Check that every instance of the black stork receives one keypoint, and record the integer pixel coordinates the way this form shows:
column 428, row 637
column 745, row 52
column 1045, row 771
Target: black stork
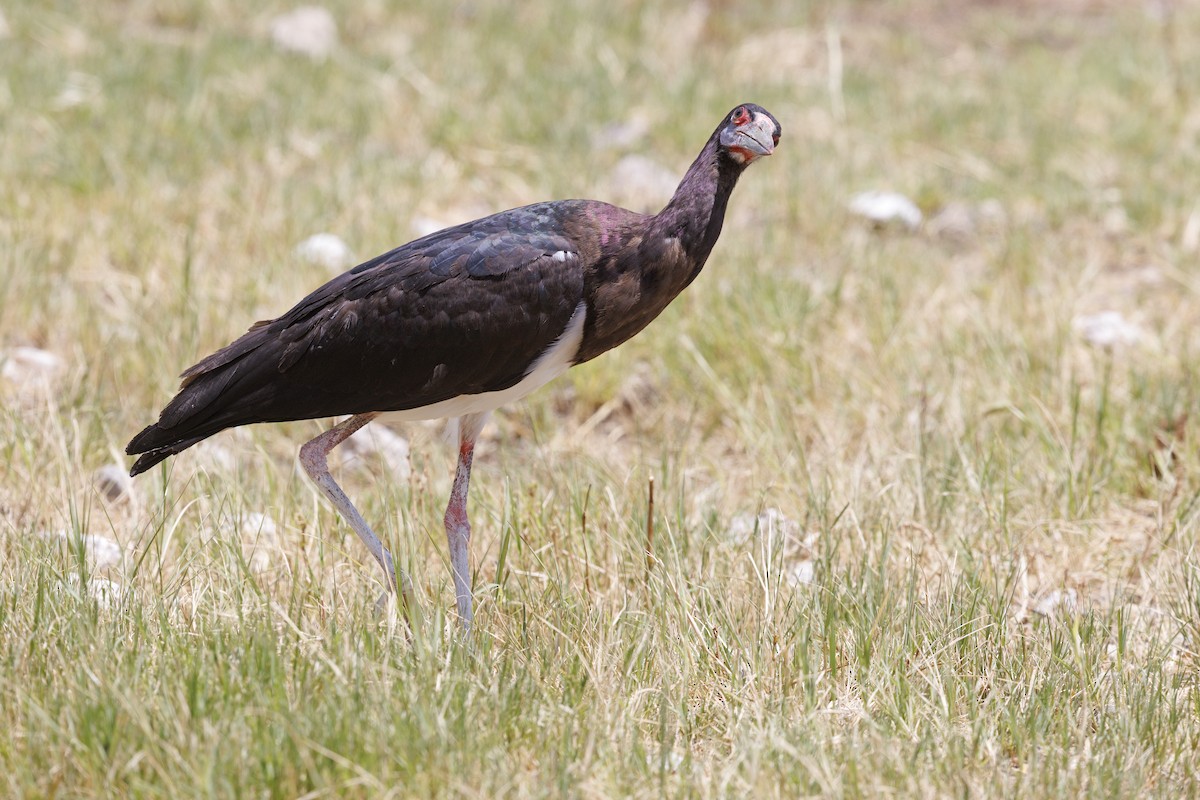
column 460, row 323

WHAT THIS TASK INVOLVES :: Repeat the data above word for word, leaving out the picture.

TASK RESULT ::
Check that every instance of the black stork receives one keypoint, and record the integer pixel coordinates the way this form shows:
column 428, row 637
column 745, row 52
column 1045, row 771
Target: black stork
column 460, row 323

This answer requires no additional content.